Set task:
Output the lines below as a JSON array of strings, one string per line, omitting any blank lines.

● ● ● ●

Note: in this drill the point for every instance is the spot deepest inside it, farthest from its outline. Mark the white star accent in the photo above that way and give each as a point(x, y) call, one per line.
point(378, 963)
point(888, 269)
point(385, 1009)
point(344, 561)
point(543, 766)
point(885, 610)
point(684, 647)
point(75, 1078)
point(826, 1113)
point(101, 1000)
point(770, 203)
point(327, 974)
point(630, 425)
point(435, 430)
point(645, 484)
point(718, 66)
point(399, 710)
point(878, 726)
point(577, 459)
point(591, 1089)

● ● ● ●

Task result:
[
  "Note: in this drill the point for every instance is the spot deepest inside it, farthest from its outline. Mark the white star accent in the photo above that way and give each as a point(x, y) call, one per line.",
  "point(378, 963)",
  "point(888, 269)",
  "point(385, 1009)",
  "point(344, 561)",
  "point(543, 766)",
  "point(885, 610)",
  "point(684, 647)",
  "point(75, 1078)",
  "point(826, 1113)",
  "point(101, 1000)",
  "point(770, 203)",
  "point(327, 974)",
  "point(630, 425)",
  "point(435, 430)",
  "point(645, 484)",
  "point(718, 66)",
  "point(399, 710)",
  "point(878, 726)",
  "point(577, 459)",
  "point(591, 1089)"
]